» Work instructions:
Extract each line of the records below that contains the string "find". Treat uppercase and lowercase as different.

» Excerpted data:
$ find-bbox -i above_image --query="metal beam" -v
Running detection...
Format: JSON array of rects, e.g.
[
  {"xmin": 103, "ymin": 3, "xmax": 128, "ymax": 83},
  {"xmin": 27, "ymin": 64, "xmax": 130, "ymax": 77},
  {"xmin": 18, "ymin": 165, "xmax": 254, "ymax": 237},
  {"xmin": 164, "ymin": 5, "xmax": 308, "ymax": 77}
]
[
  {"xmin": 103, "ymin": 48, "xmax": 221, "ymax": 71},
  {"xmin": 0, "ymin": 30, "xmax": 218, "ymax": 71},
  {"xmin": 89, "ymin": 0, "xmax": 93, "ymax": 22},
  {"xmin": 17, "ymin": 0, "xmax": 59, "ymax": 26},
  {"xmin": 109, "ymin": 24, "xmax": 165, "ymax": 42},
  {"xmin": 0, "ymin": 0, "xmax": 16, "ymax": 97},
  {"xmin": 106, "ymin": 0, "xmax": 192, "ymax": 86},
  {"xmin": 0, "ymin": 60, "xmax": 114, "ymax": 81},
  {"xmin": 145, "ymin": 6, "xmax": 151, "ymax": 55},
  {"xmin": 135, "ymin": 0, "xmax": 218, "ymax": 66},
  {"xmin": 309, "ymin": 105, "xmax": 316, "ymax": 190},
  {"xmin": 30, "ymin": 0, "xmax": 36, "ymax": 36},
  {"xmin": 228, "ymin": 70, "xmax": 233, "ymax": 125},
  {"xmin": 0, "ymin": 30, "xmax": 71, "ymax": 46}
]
--
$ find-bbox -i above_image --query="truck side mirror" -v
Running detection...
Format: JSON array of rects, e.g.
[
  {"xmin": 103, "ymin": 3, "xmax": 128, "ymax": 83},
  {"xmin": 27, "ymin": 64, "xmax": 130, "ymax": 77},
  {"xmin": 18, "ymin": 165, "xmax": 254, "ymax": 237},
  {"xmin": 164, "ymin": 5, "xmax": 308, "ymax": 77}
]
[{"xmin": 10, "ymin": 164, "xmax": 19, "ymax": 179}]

» Full output:
$ find-bbox -i above_image --query="metal beam" -v
$ find-bbox -i above_image --query="truck side mirror" -v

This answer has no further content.